> [Testo fornito]:
------------------------------------------------------------------------
WIKIPEDIA SU TARANTO
Taranto (Tàrde in dialetto tarantino) è un comune italiano di 195 882 abitanti [3], capoluogo dell’omonima provincia in Puglia.
È il secondo[4] comune della regione per popolazione. L’area vasta tarantina è costituita da 28 comuni, dei quali Taranto è il capofila[5]. Situata nell’omonimo golfo sul mar Ionio, si estende tra due mari: il Mar Grande ed il Mar Piccolo. Insieme a Pilone, nel territorio di Ostuni (BR), e a Santa Maria di Leuca (LE), rappresenta uno dei vertici ideali del Salento.
È sede di un grande porto industriale e commerciale e di un arsenale della Marina Militare Italiana, nonché della maggiore stazione navale. Vi si trova, inoltre, un importante centro industriale, con stabilimenti siderurgici (tra i quali il più grande centro siderurgico d’Europa), petrolchimici, cementiferi e di cantieristica navale[6]. È anche attiva l’industria del liquore.
Le attività principali della provincia sono l’agricoltura, la pesca, l’industria nei settori aeronautico, chimico, alimentare, tessile, l’artigianato, la lavorazione del legno, del vetro e della ceramica.
[...]
Taranto è una delle città più inquinate dell’Europa occidentale per i veleni emessi delle industrie del suo territorio[19], e con un tasso tumorale ben più alto rispetto alla media nazionale[20].
Per quanto riguarda la diossina, si diffonderebbe su una vasta area geografica, a seconda dei venti, in particolare tramite un camino dell’impianto di agglomerazione alto 210 metri dell’Ilva.
------------------------------------------------------------------------
Riporta tale e quale la parte del testo su Taranto che comincia con le parole "È sede di un" e si ferma dopo "e della ceramica.".
------------------------------------------------------------------------
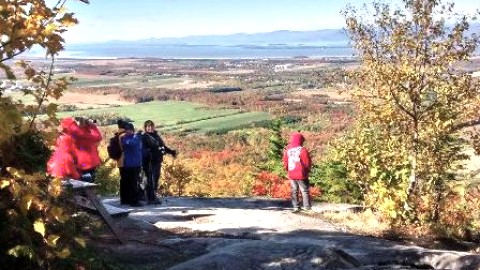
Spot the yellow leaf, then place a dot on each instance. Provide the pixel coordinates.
(39, 227)
(81, 241)
(52, 240)
(4, 184)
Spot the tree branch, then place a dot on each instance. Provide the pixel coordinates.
(463, 125)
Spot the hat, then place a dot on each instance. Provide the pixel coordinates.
(67, 122)
(129, 126)
(121, 123)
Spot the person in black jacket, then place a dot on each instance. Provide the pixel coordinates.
(153, 151)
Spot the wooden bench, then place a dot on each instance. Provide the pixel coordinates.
(84, 196)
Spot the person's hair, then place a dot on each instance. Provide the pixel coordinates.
(148, 123)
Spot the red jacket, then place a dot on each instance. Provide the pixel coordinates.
(62, 162)
(296, 158)
(86, 139)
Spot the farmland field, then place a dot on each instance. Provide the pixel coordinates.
(179, 116)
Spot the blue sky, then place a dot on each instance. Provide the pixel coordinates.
(104, 20)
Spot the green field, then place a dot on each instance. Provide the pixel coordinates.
(130, 81)
(180, 116)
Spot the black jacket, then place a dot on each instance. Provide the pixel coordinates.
(154, 148)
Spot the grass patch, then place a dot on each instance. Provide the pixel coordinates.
(180, 116)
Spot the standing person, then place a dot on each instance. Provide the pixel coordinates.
(130, 165)
(153, 151)
(297, 162)
(62, 162)
(86, 136)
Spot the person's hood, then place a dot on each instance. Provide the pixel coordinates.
(67, 123)
(296, 139)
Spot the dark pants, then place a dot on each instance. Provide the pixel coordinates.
(129, 185)
(152, 172)
(303, 184)
(88, 175)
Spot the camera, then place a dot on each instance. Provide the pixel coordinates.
(83, 121)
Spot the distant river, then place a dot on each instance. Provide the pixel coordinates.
(121, 50)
------------------------------------------------------------------------
> [Soluzione]:
È sede di un grande porto industriale e commerciale e di un arsenale della Marina Militare Italiana, nonché della maggiore stazione navale. Vi si trova, inoltre, un importante centro industriale, con stabilimenti siderurgici (tra i quali il più grande centro siderurgico d’Europa), petrolchimici, cementiferi e di cantieristica navale[6]. È anche attiva l’industria del liquore.
Le attività principali della provincia sono l’agricoltura, la pesca, l’industria nei settori aeronautico, chimico, alimentare, tessile, l’artigianato, la lavorazione del legno, del vetro e della ceramica.